→ **Dataset content**
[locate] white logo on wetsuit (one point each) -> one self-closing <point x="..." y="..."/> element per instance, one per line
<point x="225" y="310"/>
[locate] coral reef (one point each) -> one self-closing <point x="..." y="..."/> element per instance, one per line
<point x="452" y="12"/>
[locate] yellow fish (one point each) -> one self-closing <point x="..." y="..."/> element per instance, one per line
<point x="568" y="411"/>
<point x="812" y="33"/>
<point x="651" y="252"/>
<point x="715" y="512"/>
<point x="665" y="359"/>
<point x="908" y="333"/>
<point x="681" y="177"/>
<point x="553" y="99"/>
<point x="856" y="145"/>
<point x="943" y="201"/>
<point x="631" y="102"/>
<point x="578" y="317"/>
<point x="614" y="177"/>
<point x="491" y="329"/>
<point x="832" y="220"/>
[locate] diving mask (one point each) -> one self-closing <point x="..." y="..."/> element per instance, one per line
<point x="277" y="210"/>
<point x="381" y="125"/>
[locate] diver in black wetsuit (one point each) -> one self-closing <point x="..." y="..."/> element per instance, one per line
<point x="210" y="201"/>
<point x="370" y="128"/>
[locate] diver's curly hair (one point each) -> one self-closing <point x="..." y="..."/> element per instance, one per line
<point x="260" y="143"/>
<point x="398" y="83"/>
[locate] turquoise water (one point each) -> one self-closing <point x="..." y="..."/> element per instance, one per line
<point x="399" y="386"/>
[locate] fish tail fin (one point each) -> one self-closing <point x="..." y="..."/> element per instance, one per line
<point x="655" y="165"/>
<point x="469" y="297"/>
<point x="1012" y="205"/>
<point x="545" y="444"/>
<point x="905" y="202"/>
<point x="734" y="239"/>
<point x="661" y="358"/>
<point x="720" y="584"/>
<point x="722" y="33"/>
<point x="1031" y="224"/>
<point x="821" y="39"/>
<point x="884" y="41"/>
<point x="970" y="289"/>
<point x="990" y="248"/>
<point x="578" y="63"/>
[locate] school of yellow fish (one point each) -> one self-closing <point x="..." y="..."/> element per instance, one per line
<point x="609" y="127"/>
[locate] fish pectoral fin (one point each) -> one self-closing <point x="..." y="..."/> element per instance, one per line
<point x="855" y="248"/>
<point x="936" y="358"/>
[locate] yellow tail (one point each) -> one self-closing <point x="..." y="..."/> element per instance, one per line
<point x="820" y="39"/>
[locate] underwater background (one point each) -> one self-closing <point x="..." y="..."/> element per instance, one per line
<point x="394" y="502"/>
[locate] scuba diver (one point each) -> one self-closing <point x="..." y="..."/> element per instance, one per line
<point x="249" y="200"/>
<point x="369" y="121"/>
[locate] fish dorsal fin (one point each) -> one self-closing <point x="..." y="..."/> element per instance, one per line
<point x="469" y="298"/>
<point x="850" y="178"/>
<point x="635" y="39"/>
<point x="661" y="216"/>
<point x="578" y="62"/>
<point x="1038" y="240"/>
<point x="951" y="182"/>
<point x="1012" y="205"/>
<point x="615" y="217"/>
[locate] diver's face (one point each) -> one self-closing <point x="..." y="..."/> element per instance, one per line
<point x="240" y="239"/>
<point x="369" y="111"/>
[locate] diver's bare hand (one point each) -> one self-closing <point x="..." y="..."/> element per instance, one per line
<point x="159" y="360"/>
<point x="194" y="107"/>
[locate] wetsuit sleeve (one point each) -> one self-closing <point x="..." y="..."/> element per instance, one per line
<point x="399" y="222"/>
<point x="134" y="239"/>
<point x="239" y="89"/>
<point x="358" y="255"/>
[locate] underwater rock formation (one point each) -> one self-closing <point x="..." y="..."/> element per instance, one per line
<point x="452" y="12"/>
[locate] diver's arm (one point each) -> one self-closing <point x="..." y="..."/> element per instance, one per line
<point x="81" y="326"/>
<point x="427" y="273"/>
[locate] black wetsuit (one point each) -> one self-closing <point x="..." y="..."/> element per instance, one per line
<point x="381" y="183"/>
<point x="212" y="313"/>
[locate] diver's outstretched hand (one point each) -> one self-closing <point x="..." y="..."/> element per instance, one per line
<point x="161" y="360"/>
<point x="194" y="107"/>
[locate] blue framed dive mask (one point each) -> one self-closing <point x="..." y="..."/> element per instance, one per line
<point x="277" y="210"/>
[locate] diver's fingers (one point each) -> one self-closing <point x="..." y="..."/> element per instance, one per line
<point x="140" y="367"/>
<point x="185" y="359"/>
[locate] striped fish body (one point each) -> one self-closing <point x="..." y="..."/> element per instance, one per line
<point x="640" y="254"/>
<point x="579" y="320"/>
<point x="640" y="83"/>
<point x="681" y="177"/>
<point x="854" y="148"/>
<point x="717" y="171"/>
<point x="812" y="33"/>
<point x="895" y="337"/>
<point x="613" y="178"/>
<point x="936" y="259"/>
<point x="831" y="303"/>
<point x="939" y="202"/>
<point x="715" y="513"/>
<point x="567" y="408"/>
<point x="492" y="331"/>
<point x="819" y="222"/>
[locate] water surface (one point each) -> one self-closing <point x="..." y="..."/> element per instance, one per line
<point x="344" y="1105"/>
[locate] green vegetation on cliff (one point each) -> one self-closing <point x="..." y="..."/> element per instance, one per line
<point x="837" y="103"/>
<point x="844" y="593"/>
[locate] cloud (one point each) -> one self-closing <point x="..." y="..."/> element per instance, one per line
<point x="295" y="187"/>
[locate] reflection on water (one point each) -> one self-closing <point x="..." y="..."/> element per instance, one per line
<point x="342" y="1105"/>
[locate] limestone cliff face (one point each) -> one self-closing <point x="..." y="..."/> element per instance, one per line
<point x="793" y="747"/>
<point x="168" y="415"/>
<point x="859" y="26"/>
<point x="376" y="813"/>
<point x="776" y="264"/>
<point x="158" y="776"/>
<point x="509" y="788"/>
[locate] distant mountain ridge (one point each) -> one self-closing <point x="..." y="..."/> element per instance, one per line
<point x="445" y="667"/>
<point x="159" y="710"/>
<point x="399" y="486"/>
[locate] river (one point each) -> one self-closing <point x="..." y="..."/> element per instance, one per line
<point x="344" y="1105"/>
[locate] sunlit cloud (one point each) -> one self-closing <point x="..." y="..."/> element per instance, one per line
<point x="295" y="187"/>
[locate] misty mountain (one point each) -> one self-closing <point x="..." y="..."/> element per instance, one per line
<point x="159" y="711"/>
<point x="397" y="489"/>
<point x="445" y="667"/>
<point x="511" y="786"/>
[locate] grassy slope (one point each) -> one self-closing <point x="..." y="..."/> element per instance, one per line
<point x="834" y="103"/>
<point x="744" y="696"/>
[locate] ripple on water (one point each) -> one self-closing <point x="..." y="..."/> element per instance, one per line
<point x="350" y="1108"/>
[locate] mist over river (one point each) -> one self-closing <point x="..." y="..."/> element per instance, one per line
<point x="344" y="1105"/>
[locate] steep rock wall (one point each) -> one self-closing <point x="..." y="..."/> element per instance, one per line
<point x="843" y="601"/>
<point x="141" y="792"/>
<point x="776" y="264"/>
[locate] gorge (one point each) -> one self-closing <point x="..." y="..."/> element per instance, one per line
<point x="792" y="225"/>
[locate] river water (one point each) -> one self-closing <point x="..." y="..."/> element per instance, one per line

→ **What the task asks**
Every line above should be printed again exactly as it stands.

→ **In response**
[locate] white logo on wetsuit (one point each) -> one self-closing <point x="..." y="..."/> element per instance, one per line
<point x="225" y="310"/>
[locate] coral reef (one point each) -> one self-closing <point x="..." y="..."/> element per instance, one per line
<point x="452" y="12"/>
[locate] yellow fish (one point each) -> one self-closing <point x="..." y="..."/> element per instance, one per line
<point x="568" y="411"/>
<point x="812" y="33"/>
<point x="651" y="252"/>
<point x="715" y="512"/>
<point x="665" y="359"/>
<point x="908" y="333"/>
<point x="681" y="177"/>
<point x="553" y="99"/>
<point x="856" y="145"/>
<point x="943" y="201"/>
<point x="631" y="102"/>
<point x="578" y="317"/>
<point x="614" y="177"/>
<point x="491" y="329"/>
<point x="832" y="220"/>
[locate] diving mask (one point each) -> one self-closing <point x="..." y="..."/> element per instance, one per line
<point x="277" y="210"/>
<point x="381" y="125"/>
[locate] diver in black wetsuit (one point each) -> one self-closing <point x="..." y="..."/> element per instance, one per line
<point x="210" y="201"/>
<point x="370" y="128"/>
[locate] diver's curly hair (one point each) -> one self-closing <point x="..." y="..."/> element per instance, one per line
<point x="260" y="143"/>
<point x="398" y="83"/>
[locate] turquoise water (one point each) -> one self-closing <point x="..." y="..."/> element per instance, one per line
<point x="399" y="386"/>
[locate] fish tail fin (one point each) -> one self-closing <point x="..." y="..."/> element per instance, one per line
<point x="655" y="165"/>
<point x="469" y="297"/>
<point x="1012" y="205"/>
<point x="545" y="444"/>
<point x="905" y="202"/>
<point x="734" y="239"/>
<point x="661" y="358"/>
<point x="720" y="584"/>
<point x="722" y="33"/>
<point x="1031" y="224"/>
<point x="821" y="39"/>
<point x="884" y="41"/>
<point x="970" y="289"/>
<point x="990" y="248"/>
<point x="578" y="63"/>
[locate] school of yellow fish (one point each) -> one self-closing <point x="..." y="..."/> element per instance, one per line
<point x="609" y="127"/>
[locate] fish pectoral fin (one point each) -> one self-closing <point x="..." y="..."/> element per instance, one per line
<point x="855" y="248"/>
<point x="936" y="358"/>
[locate] yellow tail (one point each) -> one self-closing <point x="..." y="..."/> element per instance, one per line
<point x="820" y="39"/>
[locate] underwater background (one point each) -> one self-closing <point x="..." y="..."/> element per instance, one per line
<point x="394" y="502"/>
[locate] scuba diver (one point each) -> one self-closing <point x="..." y="..."/> element per instance, one per line
<point x="249" y="200"/>
<point x="369" y="121"/>
[locate] fish dorsal fin (one point each) -> one self-closing <point x="..." y="..."/> element per instance, one per line
<point x="469" y="298"/>
<point x="850" y="178"/>
<point x="635" y="39"/>
<point x="661" y="216"/>
<point x="578" y="62"/>
<point x="1038" y="240"/>
<point x="951" y="182"/>
<point x="1012" y="205"/>
<point x="615" y="217"/>
[locate] diver's face (one point each) -> one self-closing <point x="..." y="..."/> element per instance, one per line
<point x="240" y="239"/>
<point x="369" y="111"/>
[locate] diver's bare hand (one point each) -> one self-closing <point x="..." y="..."/> element per instance, one per line
<point x="159" y="360"/>
<point x="194" y="107"/>
[locate] wetsuit sleeve (one point each) -> one self-closing <point x="..." y="..."/> element per instance, one per line
<point x="399" y="222"/>
<point x="134" y="239"/>
<point x="239" y="89"/>
<point x="358" y="255"/>
[locate] underwater rock formation (one point each) -> one self-closing <point x="..." y="..."/> element per instance, one per line
<point x="452" y="12"/>
[locate] diver's arm (one point each) -> one self-closing <point x="..." y="..."/> element per instance, one per line
<point x="81" y="326"/>
<point x="427" y="273"/>
[locate] black wetsuit (one point each) -> one self-closing <point x="..." y="..."/> element per instance, one per line
<point x="381" y="183"/>
<point x="212" y="313"/>
[locate] diver's outstretched hand (one point each) -> one self-closing <point x="..." y="..."/> element per instance, one per line
<point x="161" y="360"/>
<point x="194" y="107"/>
[locate] blue framed dive mask (one point each) -> one self-closing <point x="..." y="..."/> element per instance, one per line
<point x="277" y="210"/>
[locate] diver's fingers (one point each) -> one self-closing <point x="..." y="..."/> element per instance, one per line
<point x="140" y="367"/>
<point x="185" y="359"/>
[locate] striped fish body (one point each) -> one self-closing <point x="..." y="..."/> element per instance, one per line
<point x="640" y="254"/>
<point x="579" y="320"/>
<point x="640" y="83"/>
<point x="681" y="177"/>
<point x="854" y="148"/>
<point x="717" y="171"/>
<point x="812" y="33"/>
<point x="895" y="337"/>
<point x="613" y="178"/>
<point x="936" y="259"/>
<point x="831" y="303"/>
<point x="939" y="202"/>
<point x="715" y="513"/>
<point x="567" y="408"/>
<point x="492" y="331"/>
<point x="819" y="222"/>
[locate] water surface (one point each) -> one self-closing <point x="..." y="..."/> element per instance, one per line
<point x="344" y="1105"/>
[locate] green vegetation on cliff (one point each) -> one self-closing <point x="..." y="..."/> element per instance, one per line
<point x="837" y="103"/>
<point x="844" y="593"/>
[locate] cloud (one point each) -> one self-closing <point x="..." y="..."/> element per instance, one per line
<point x="295" y="187"/>
[locate] reflection on water (one point each) -> one self-closing <point x="..." y="..."/> element per instance, one per line
<point x="342" y="1105"/>
[locate] limestone cliff face (one point each) -> one self-closing <point x="..." y="..."/> element per instance, one per line
<point x="793" y="747"/>
<point x="168" y="415"/>
<point x="859" y="26"/>
<point x="376" y="813"/>
<point x="776" y="264"/>
<point x="158" y="776"/>
<point x="509" y="788"/>
[locate] distant mountain ridge (one point each) -> one self-closing <point x="..." y="..."/> element per instance, one per line
<point x="445" y="667"/>
<point x="159" y="710"/>
<point x="399" y="486"/>
[locate] river (one point each) -> one self-closing <point x="..." y="..."/> element per instance, one per line
<point x="344" y="1105"/>
[locate] sunlit cloud (one point each) -> one self-closing <point x="..." y="..."/> element per instance, one per line
<point x="295" y="187"/>
[locate] misty mountain (one point each) -> one self-closing <point x="..." y="..."/> element per instance, one per line
<point x="159" y="711"/>
<point x="397" y="489"/>
<point x="445" y="667"/>
<point x="511" y="786"/>
[locate] grassy slope (one point each) -> one self-closing <point x="..." y="..."/> element per instance, one per line
<point x="834" y="103"/>
<point x="744" y="696"/>
[locate] ripple on water (one point each) -> one self-closing <point x="..." y="..."/> element per instance, one per line
<point x="350" y="1108"/>
[locate] mist over river (one point each) -> one self-closing <point x="..." y="..."/> element per instance, one per line
<point x="344" y="1105"/>
[locate] steep rock wall (one point each) -> one self-closing <point x="..." y="..."/> element per instance, one per line
<point x="843" y="601"/>
<point x="141" y="792"/>
<point x="776" y="264"/>
[locate] gorge (one point each) -> one self-closing <point x="..." y="..."/> element per instance, one per line
<point x="792" y="225"/>
[locate] river water (one point each) -> one self-closing <point x="..." y="..."/> element per instance, one per line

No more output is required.